_Consigne_
Poursuivez le texte sur l'anthropocène et la résilience à partir de sa dernière phrase.

_Page_
S’engager ainsi dans les CG préside, espérons-le, à l’émergence d’une économie, plus fidèle à l’étymologie de « bonne gestion de la maison » ; économie plus globale donc que celle existante, dont Jean-Pierre Dupuy espère dans « L’avenir de l’économie 1» qu’elle sera plus morale et politique.

En définitive …

Définissant le champ des contraintes systémiques dans lequel nous évoluons et sur lequel nous devons agir, l’anthropocène est génératrice d’obligations des générations présentes envers les générations futures.

La résilience est un mode d’action approprié pour conduire nos sociétés tout à la fois à s’adapter et à réduire leur empreinte en mobilisant leur énergie, leur créativité et leurs savoir-faire. Elle implique de changer de façon de voir les choses.

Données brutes
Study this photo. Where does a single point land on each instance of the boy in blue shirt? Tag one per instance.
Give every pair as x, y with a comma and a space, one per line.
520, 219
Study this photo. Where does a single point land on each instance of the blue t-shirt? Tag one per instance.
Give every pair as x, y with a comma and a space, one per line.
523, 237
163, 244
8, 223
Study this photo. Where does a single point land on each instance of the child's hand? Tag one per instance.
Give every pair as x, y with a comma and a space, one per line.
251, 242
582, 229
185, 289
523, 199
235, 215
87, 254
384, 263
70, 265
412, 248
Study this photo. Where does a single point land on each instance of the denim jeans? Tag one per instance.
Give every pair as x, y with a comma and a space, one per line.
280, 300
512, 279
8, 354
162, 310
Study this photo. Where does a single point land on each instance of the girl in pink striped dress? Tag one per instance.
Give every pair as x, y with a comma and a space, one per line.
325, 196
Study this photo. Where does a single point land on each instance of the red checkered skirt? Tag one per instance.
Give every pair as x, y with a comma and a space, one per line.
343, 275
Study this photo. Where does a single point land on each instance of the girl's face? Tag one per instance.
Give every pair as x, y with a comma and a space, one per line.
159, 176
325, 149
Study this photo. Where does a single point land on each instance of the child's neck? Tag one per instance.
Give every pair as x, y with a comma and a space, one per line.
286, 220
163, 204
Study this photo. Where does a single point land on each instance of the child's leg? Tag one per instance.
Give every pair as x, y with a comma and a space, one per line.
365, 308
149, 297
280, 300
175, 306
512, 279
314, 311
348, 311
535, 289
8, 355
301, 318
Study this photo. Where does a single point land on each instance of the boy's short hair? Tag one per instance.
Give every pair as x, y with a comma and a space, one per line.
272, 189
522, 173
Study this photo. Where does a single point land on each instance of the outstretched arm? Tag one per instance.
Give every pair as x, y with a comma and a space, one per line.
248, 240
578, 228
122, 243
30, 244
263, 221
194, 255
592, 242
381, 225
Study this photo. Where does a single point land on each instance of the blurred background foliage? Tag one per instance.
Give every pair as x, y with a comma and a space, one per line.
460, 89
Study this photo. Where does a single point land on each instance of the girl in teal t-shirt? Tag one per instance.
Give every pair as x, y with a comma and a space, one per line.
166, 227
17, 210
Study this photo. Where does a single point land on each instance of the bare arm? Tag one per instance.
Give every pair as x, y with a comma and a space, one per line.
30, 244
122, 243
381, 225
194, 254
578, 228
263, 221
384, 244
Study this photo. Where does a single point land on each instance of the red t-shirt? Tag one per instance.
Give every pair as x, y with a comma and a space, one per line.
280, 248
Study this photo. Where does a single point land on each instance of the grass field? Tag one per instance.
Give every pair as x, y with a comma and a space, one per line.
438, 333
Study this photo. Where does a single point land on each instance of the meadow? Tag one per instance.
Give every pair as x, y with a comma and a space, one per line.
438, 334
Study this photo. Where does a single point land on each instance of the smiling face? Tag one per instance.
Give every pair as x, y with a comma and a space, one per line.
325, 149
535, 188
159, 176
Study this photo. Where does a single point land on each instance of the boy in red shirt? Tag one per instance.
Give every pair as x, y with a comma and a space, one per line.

_Corrigé_
Sans qu’il soit besoin d’aller jusqu’au pire scénario qui puisse survenir, l’effondrement invite à la responsabilité. L’urgence à agir qu’il motive renvoie au « catastrophisme éclairé » prôné par Jean-Pierre Dupuy. Pour ce philosophe et ingénieur « Le défi que posent les catastrophes majeures, qu’elles soient de type moral, naturel, industriel ou technologique, est que leurs victimes potentielles ont du mal à croire en leur imminence alors même qu’elles disposent de toutes les informations pour savoir que le pire est probable, sinon certain. Ce n’est pas le manque de connaissance qui implique que l’on n’agisse pas, mais le fait que le savoir ne se transforme pas en croyance. C’est ce verrou qu’il s’agit de faire sauter. La méthode du catastrophisme éclairé consiste à faire comme si la survenue de la catastrophe était notre destin, mais un destin que nous sommes libres de refuser […]. Cette fatalité une fois assurée cependant, produit l’élan moteur qui fait que se mobilisent des ressources d’imagination, d’intelligence et de détermination résolue, toutes nécessaires à la prévention de la catastrophe. 2»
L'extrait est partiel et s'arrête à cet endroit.